* Begin Record list *

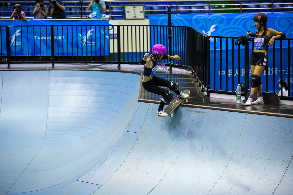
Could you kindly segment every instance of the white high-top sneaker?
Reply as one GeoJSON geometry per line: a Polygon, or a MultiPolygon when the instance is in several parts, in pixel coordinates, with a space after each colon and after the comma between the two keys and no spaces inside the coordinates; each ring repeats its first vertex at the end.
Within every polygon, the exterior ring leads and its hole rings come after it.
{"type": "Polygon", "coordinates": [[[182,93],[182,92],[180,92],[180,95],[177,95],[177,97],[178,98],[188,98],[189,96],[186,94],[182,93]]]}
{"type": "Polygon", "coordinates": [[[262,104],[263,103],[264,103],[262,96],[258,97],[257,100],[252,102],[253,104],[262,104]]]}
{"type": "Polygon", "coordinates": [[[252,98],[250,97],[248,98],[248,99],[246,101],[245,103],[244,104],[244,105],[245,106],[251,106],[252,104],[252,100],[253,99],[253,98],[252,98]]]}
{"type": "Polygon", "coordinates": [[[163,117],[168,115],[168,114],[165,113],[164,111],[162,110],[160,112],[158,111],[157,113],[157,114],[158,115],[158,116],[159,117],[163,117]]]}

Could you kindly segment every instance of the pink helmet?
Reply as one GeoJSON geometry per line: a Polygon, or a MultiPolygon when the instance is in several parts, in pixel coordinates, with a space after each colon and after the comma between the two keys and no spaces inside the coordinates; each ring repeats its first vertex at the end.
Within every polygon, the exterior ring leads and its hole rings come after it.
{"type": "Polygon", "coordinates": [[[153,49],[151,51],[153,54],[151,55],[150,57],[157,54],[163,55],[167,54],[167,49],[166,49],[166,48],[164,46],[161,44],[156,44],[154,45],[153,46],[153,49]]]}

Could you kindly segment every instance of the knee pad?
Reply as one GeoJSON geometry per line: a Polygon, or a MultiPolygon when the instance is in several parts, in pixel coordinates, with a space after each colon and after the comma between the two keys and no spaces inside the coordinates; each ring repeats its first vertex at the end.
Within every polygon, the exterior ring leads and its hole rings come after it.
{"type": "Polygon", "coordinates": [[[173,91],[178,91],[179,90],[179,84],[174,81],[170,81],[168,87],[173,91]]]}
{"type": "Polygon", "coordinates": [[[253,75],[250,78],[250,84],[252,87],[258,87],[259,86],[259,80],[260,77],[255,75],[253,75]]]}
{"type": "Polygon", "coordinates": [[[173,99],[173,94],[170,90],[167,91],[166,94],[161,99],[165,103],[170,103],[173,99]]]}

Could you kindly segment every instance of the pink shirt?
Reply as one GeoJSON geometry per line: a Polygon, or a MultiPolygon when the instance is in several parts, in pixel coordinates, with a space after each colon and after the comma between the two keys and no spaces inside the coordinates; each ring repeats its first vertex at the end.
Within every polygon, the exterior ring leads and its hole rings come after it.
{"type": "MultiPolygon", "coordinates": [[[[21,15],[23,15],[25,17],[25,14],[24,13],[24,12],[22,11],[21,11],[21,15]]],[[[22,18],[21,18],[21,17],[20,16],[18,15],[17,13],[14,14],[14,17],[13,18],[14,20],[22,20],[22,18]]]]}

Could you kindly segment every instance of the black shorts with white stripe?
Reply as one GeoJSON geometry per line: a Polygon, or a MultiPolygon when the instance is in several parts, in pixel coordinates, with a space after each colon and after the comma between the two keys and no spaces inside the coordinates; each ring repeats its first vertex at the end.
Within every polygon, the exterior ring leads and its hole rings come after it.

* End Record list *

◆ **The problem**: Give the data above again in full and unchanged, skipping the pictures.

◆ **Expected output**:
Could you kindly segment every instance of the white high-top sneaker?
Reply as one GeoJSON geometry per line: a Polygon, or a MultiPolygon when the instance is in several parts, in pixel coordinates, with a space after each colon and after the comma between the two keys and no spaces inside the coordinates; each ring repeats its first vertex at the end.
Within every polygon, the exterior ring leads and its hole rings come after it.
{"type": "Polygon", "coordinates": [[[182,93],[182,92],[180,92],[180,95],[177,95],[177,97],[178,98],[188,98],[189,96],[186,94],[182,93]]]}
{"type": "Polygon", "coordinates": [[[262,104],[263,103],[264,103],[262,96],[258,97],[257,100],[252,102],[253,104],[262,104]]]}
{"type": "Polygon", "coordinates": [[[252,98],[250,97],[248,98],[248,99],[246,101],[245,103],[244,104],[244,105],[245,106],[251,106],[252,104],[252,100],[253,99],[253,98],[252,98]]]}
{"type": "Polygon", "coordinates": [[[163,117],[168,115],[168,114],[165,113],[164,111],[162,110],[160,112],[158,111],[157,113],[157,114],[158,115],[158,116],[159,117],[163,117]]]}

Could you kindly segment every instance of the pink helmet?
Reply as one GeoJSON geometry per line: a Polygon, or a MultiPolygon when the instance is in several parts, in pixel coordinates, with a space after each colon and after the comma between the two keys and no spaces inside the coordinates; each ring repeats its first vertex at the end.
Within every polygon, the exterior ring leads and its hole rings come after it.
{"type": "Polygon", "coordinates": [[[153,49],[151,51],[153,54],[151,55],[150,57],[157,54],[163,55],[167,54],[167,49],[166,49],[166,48],[164,46],[161,44],[156,44],[154,45],[153,46],[153,49]]]}

Could you kindly segment every instance of the knee pad?
Reply as one GeoJSON geometry per line: a Polygon, or a MultiPolygon when the instance is in several parts, in pixel coordinates, with a space after each colon and after the comma between the two keys and no spaces inside the coordinates; each ring repeats its first vertex at the end.
Within every polygon, the exterior ring leads and its hole rings come after it.
{"type": "Polygon", "coordinates": [[[173,91],[178,91],[179,90],[179,84],[174,81],[170,81],[168,87],[173,91]]]}
{"type": "Polygon", "coordinates": [[[253,75],[250,78],[250,84],[252,87],[258,87],[259,86],[259,80],[260,77],[255,75],[253,75]]]}
{"type": "Polygon", "coordinates": [[[173,99],[173,94],[170,90],[167,91],[166,94],[161,99],[165,103],[170,103],[173,99]]]}

Could you kindly segment every instance of the pink shirt?
Reply as one GeoJSON geometry per line: a Polygon, or a MultiPolygon when the instance is in several parts, in pixel coordinates, with a space after each colon and after the comma between the two keys and no spaces inside the coordinates; each ring repeats its first vertex at the end.
Within every polygon, the exterior ring leads and its hole rings come after it.
{"type": "MultiPolygon", "coordinates": [[[[21,15],[23,15],[25,17],[25,14],[24,13],[24,12],[22,11],[21,11],[21,15]]],[[[22,18],[21,18],[21,17],[20,16],[18,15],[17,13],[14,14],[14,17],[13,18],[14,20],[22,20],[22,18]]]]}

Could you kindly segment every instance of the black shorts with white stripe?
Reply as one GeoJSON geometry per line: a Polygon, or a MultiPolygon when the instance is in several parts, in pixel coordinates, with a space after each colon and after the comma between the two keys and no spaces inside the coordinates; each ring repeats its first vertex at the end.
Within every polygon, the exterior ring leads and its hole rings come after it.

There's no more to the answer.